§ **Short exercise**
Give again, with no changes, the data between the line holding "Reviewer note: verify that every instance of the fish" and the line holding "<point>685,643</point>", inclusive. Leave the pictures out of your answer.

§ **Available records**
----

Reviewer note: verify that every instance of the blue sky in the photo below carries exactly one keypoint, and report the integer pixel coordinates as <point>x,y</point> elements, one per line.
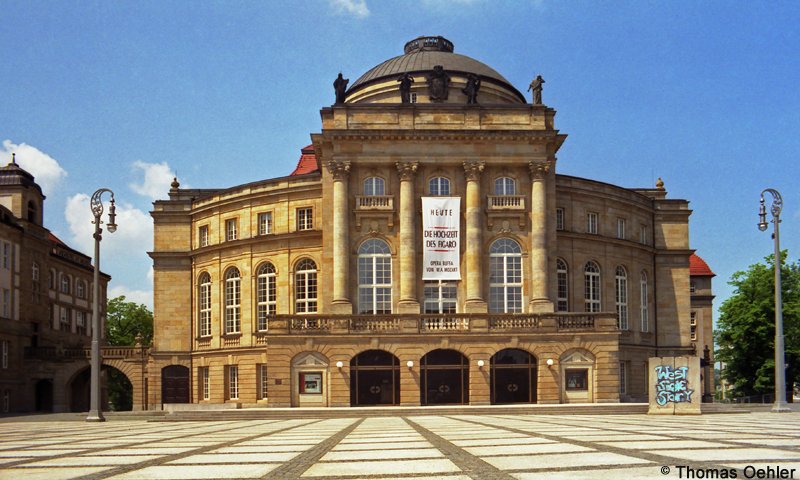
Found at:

----

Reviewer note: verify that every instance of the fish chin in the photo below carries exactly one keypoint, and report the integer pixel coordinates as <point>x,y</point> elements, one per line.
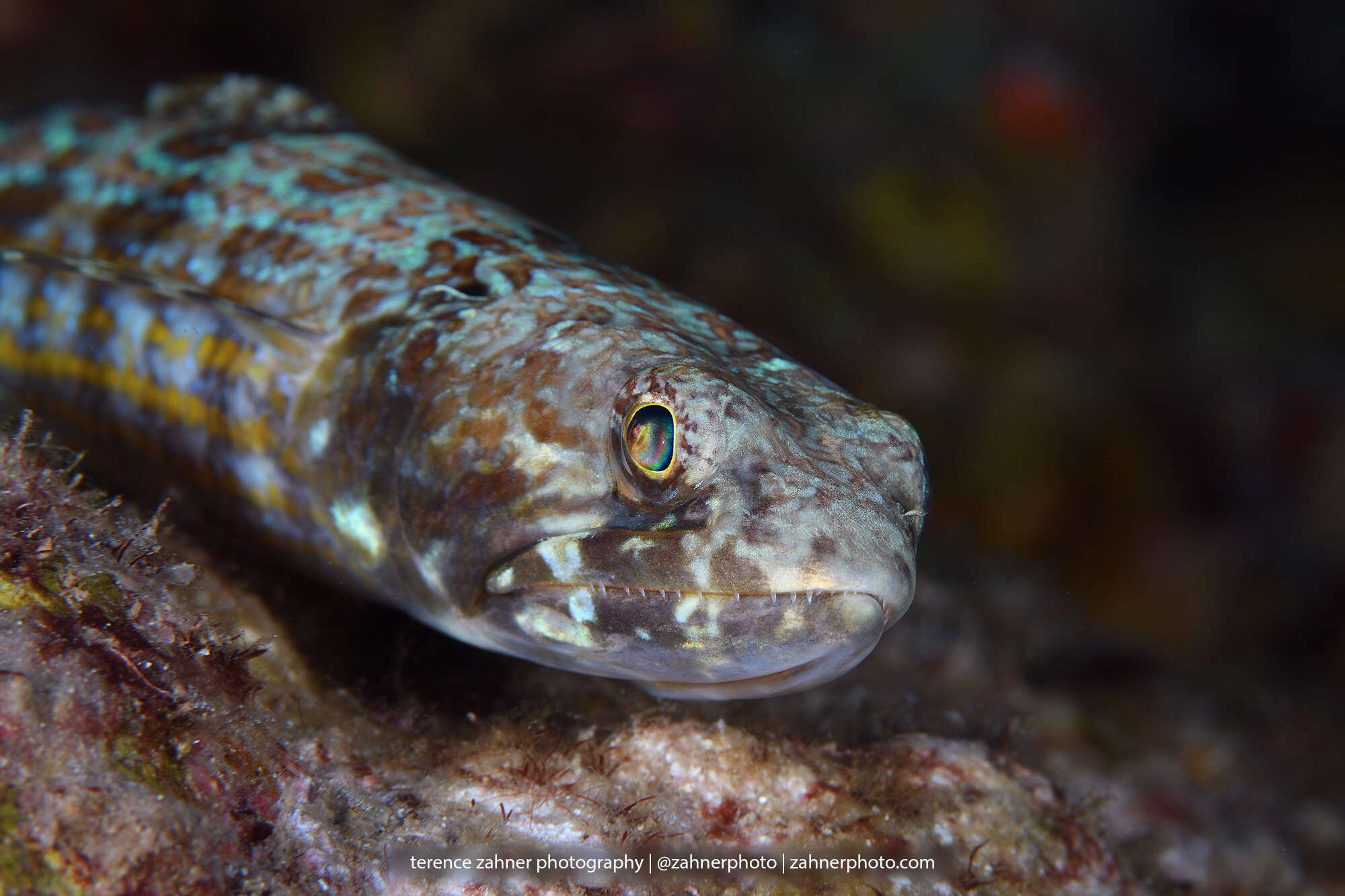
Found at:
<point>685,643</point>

----

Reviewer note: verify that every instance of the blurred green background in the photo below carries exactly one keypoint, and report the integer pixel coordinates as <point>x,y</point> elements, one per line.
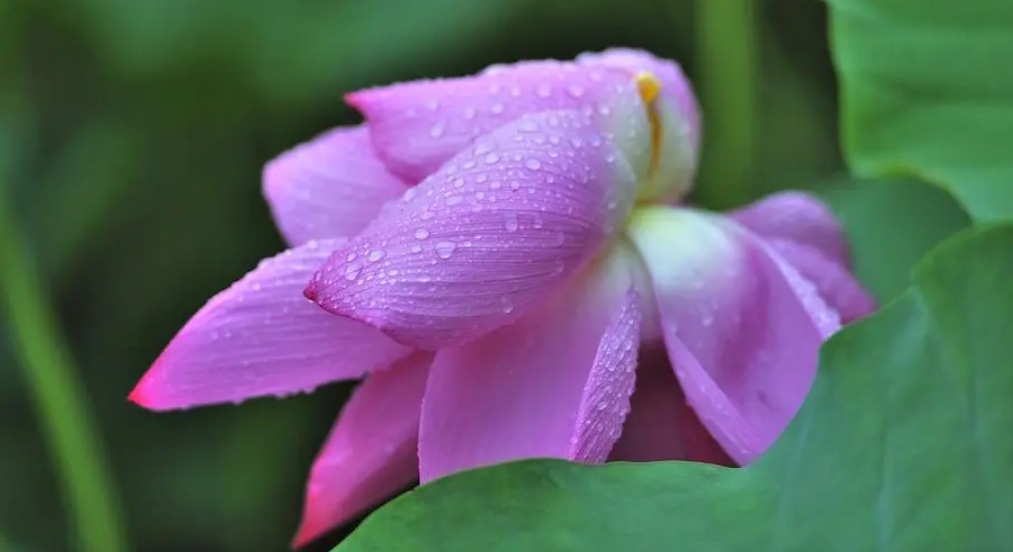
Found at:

----

§ **Completed exercise**
Reviewer note: verify that every instance of the fish chin in the photo below carries exactly one keypoint, and report the integer pixel coordinates as <point>x,y</point> elements, one per line.
Found at:
<point>685,643</point>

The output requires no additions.